> [Exercise] Extract the text of every entry below exactly; leave images out.
* Start Material provided *
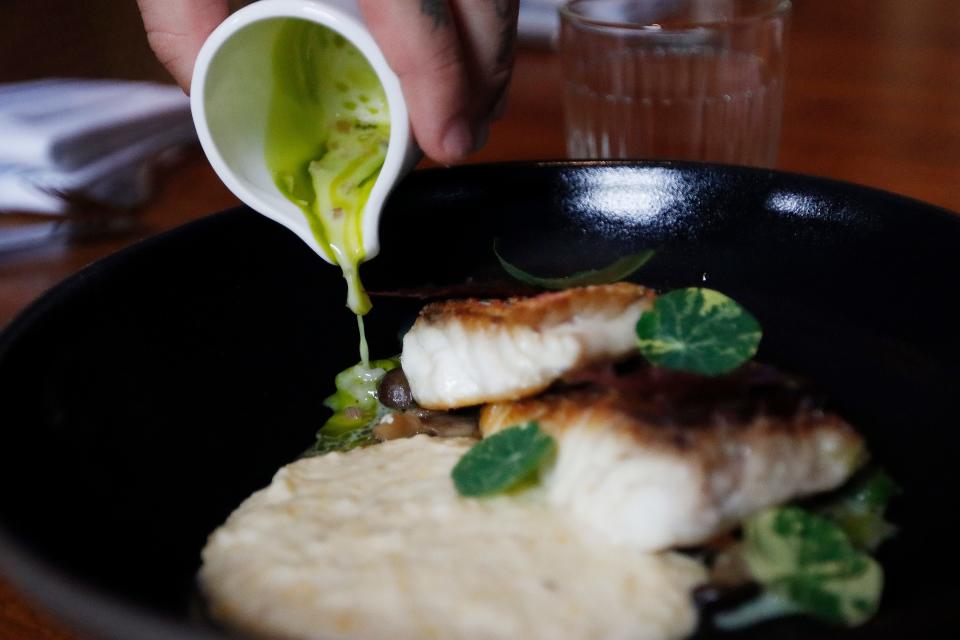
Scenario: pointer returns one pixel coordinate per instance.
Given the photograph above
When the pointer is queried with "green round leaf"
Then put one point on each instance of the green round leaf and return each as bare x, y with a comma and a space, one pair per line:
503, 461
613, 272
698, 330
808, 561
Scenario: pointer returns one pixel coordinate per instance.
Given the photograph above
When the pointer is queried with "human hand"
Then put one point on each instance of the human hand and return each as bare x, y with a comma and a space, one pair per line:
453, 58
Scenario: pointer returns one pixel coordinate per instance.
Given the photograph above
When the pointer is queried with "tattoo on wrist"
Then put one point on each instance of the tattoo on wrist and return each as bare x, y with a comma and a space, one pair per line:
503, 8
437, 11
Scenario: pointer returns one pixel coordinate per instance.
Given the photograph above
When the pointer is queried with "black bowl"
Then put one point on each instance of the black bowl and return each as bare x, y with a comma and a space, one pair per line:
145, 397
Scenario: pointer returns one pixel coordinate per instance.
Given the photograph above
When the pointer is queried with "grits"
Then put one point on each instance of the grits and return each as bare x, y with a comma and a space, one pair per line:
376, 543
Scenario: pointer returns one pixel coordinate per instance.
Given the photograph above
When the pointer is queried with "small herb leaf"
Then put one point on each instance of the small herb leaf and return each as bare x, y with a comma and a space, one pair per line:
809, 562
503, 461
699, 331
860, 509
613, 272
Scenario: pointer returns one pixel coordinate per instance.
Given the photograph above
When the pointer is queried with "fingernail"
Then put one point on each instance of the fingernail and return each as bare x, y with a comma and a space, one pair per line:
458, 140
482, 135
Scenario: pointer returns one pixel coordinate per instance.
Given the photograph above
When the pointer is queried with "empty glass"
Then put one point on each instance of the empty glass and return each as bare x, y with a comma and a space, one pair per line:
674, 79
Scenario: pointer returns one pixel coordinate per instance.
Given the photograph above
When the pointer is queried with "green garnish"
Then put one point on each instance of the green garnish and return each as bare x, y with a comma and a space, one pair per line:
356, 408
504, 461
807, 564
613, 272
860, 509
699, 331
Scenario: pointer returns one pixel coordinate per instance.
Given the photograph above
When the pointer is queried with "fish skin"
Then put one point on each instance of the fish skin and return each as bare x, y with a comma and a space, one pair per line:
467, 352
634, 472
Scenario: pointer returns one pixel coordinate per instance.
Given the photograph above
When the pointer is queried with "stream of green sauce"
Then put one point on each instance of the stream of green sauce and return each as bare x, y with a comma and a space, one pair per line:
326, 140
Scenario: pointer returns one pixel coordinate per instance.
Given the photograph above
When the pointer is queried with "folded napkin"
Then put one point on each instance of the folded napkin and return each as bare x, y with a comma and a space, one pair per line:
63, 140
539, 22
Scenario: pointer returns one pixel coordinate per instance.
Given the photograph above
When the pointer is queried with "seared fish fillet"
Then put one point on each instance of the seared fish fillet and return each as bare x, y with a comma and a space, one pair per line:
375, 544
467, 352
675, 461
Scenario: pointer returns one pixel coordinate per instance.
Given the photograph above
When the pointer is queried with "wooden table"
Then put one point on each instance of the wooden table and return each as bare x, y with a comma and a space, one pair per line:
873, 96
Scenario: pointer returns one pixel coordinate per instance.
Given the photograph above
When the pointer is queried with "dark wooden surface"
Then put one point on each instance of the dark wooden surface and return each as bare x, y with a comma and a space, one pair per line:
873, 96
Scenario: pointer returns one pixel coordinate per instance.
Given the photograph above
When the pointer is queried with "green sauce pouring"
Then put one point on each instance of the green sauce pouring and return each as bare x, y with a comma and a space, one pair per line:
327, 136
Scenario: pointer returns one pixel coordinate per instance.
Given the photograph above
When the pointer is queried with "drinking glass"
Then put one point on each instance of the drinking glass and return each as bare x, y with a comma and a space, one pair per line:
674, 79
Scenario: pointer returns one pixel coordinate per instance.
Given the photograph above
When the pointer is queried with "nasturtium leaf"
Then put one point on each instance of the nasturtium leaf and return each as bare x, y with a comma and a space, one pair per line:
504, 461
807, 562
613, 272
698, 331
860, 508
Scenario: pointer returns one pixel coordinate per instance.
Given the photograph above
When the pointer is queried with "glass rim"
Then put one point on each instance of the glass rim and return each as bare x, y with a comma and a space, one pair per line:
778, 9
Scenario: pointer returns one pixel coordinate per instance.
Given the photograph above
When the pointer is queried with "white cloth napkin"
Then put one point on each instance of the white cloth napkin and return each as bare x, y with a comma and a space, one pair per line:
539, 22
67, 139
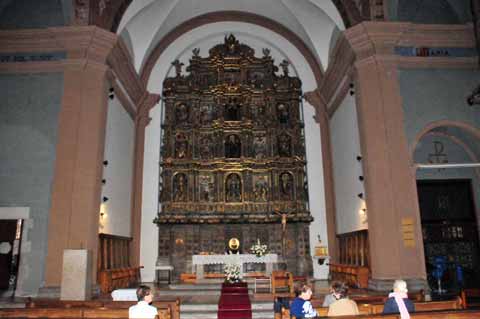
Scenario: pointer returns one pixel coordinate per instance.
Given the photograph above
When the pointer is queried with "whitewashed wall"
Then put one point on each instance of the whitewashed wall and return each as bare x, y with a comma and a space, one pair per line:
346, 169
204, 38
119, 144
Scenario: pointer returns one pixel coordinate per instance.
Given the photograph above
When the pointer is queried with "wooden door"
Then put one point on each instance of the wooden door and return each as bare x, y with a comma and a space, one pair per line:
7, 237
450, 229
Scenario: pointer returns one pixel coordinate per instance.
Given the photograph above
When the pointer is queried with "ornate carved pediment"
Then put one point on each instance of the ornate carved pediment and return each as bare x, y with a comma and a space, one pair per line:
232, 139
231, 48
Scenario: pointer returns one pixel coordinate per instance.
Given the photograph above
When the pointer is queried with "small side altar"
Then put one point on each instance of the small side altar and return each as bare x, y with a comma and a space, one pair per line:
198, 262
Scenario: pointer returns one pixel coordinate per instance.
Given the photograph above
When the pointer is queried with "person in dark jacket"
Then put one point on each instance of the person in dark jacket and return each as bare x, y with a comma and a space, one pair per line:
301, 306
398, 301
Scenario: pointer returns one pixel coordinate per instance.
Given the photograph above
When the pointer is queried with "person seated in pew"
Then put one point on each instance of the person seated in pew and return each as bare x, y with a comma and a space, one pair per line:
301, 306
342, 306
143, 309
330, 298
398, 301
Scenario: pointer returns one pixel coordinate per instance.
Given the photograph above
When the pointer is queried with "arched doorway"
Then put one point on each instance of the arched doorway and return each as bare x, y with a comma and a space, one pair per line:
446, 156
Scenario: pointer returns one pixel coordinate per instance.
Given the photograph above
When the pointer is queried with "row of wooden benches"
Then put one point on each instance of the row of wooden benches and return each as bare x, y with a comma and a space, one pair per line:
* End Material provided *
> [Exercise answer]
Scenario: pointer returns one pixel coordinate per instance.
Given the photograph above
When the pointer is queried with "green round leaf"
Then put one point on each instance of the green round leaf and return each as bare x, y with a comma and a space, one pair per line:
503, 461
613, 272
698, 330
808, 561
Scenario: pointer returns one pixel coordinate per instance.
Given the photograph above
When the pointer is queried with "human hand"
Then put one point on each instance of the human hand and return each as bare x, y with a comma and a space, one pair per line:
453, 58
Scenario: pointer returns one pixel coordinate per instance.
Given the photograph above
When the pointer is queried with "tattoo on wrist"
Then put one point on each instance of the tattoo on wrist and return each as bare x, y with a comma and a space, one pair per line:
503, 8
437, 11
Scenario: pointer returns one pixel coordinate per instance.
Given the photograph above
When the pointer is queried with "black bowl"
Then put one point on each instance of the black bowl and return each as bare x, y with a comma and a space, one pair per line:
145, 397
Scenario: pointer returns one pixel coordinate per instance.
Given the photograph above
When the pointer is queried with "grits"
Then put one point on each instance of the grits and return each as bare x, y with a comma and a space, one pair per line:
376, 543
Scenario: pointer returns one pixel coordinate per instance.
Given the photograph above
When the pointer is queried with "small herb leaf"
Then put one point on each instance of the small herb leaf and return each as bare x, y with a comma and a space, one pair per line:
809, 562
503, 461
699, 331
860, 509
613, 272
Scenario: pointer returns one pixel coordinate per instance.
Given the photograph above
When the pointer is queried with "fingernail"
Then put one point on each instance of the fingernail and return each as bare x, y with a comma and a space, one pair per line:
458, 140
482, 135
Scenario: pointer returns one pixel coordinate per instance.
Given the photograph above
When the pointer is queried with "empty glass"
Then put one point on each instance of the empty glass and return each as bare x, y with a comma and a space, one pair per line:
674, 79
Scenario: pointer returns one pixel coordinate per instance.
Given the photograph above
When the pointer is queried with "green garnish"
Then put one point on each instance of the green garnish and return each as bare x, y with a comma and a space, one pair per line:
356, 408
504, 461
807, 564
613, 272
860, 509
699, 331
Scenario: pointer returns one pixel coordinate per instance.
Given the photograph above
When the pointer is queried with "fish skin"
Then put one point on each instance of the fish skin and return each as bare x, y with a comma and a space, one pair per line:
467, 352
634, 472
Scenario: pointer returns one pixel coordinate per instance.
Given the photograph above
When the pointer is queried with "stream of green sauce"
Then put one point on each instance of the stream of green sauce and return each as bare x, y with a comma and a space, one pair per line:
326, 140
Scenario: pointer returns one pixel coordinate per instance.
Given the photograph above
When the pointer is queried with "folded napkin"
Then put one point on each instance of the folded napkin and return each as bare x, y with a comma and a space, one pair per line:
63, 140
539, 22
Scenario: pointer returns one pixel coordinate per instance.
Given the photograph above
When the pointer is queried with "seared fish fillet"
Then put one point on each instance of the seared fish fillet and return each as bare x, y with a comma and a space, one pair per line:
375, 544
467, 352
675, 461
Scenario: pointer returns one pixel coordinate per instance.
Given the photograph above
When the pointer is queried with "wooden table"
Then put one point on each instance of the wooden table and return each as bare x, y with a comma and a space, one pair per line:
873, 96
Scenario: pointer returns one pixel coordinate per instance.
Given the photograph above
When the pointer is queried with "dark wooden surface"
Then put one point on each instance of the dark wooden surface and return each as bare x, y with a comma and a space, one pair per line:
873, 96
Scenario: pointer returns one pixel coordinate per instance.
Given the photograph above
When the pointer is queried with "green sauce pouring"
Then put one point on each instance of the green sauce pouring and return each as bare x, y with a comma and a space, one pair per line:
327, 136
Scenario: pointer returns one pixel coordinate per instance.
Given the photograph above
When the pointer is queried with "drinking glass"
Then put one point on each instance of the drinking glass and return each as bare x, y with a comma and a space, one pair per line:
674, 79
Scenario: pointer returns one pixel coordinate per instance.
Given the photograph above
When the pointer is queried with "nasturtium leaf"
Then put one point on each instance of the nasturtium leaf and return each as bare x, y with a comma and a space, one pair per line:
504, 461
807, 562
613, 272
698, 331
860, 508
Scenario: pointer returns one pixel coordinate per instance.
Given the photograph above
When the pointer is queried with "glass rim"
Then put one point on each instance of the glass rim and return each as bare x, y with a comma and a space, one pair per line:
778, 9
Scenario: pointer returns one pixel coordinate per instance.
Given the photograph above
When the pointer is queried with "white cloth napkin"
Then put one point on each instance of the white cloth napkin and return each as bare x, y with a comma and a space, one pair per line:
539, 22
67, 139
Scenario: pointer returns one pixel coordinate per instance.
Given the photograph above
When the pointer is queried with "whitewashed wall"
Then put one point on each instance of the whitewashed wall and return each as bare x, y with a comma and a space, one pair per line:
346, 169
204, 38
119, 144
Scenario: pointer returns one pixel coordinate per instance.
Given the photograph above
When the pointer is queried with "wooden door"
Then put one point on each instance of the wooden door and return each as bare x, y with a comma and a space, one pair per line:
7, 237
450, 229
Scenario: pointer returns one pixel coordinate per instance.
Given the photograph above
When the pointer is queried with "ornate carved pediment"
Then put one point on each instance of the ornate carved pediment and return each as bare x, y with a comma and a space, one pair per line:
232, 139
231, 48
Scenario: pointer returns one pixel coordinate per instance.
Given the photograph above
When the pointer is queried with "small side altar"
Then put one point on each instance of the small side altar and return each as bare x, y with a comma and a space, one pair per line:
198, 262
Scenario: pointer returns one pixel coordinate per instance.
Given the photograph above
When the pointer is queried with "person in dark jacket"
Then put one point on each instance of the person in dark jacket and return each as bare x, y with a comma and a space, one pair per line:
301, 306
398, 301
Scenario: pointer returns one pixel coordinate per instance.
Given the photograph above
When the pointer is queried with "person seated in pew"
Then put one point on each instance of the person seated in pew and return each as bare x, y with a comma and a space, one pair per line:
301, 306
342, 306
143, 309
330, 298
398, 301
Scenario: pointer returns one pixel coordinate per instance.
Given the photograph above
When the pointer is queried with "arched doorway"
Then put one point on each instance of the arched doorway and return each as bare x, y with a comma and a space, one pair per line:
446, 156
Scenario: pointer returns one pixel coordinate per instance.
Given the photograph above
When the pointer is queried with "row of wooden benches"
Then put one point on each instance of the row of wooden benches and return each as bare x, y with a comma and a space, one pair per line:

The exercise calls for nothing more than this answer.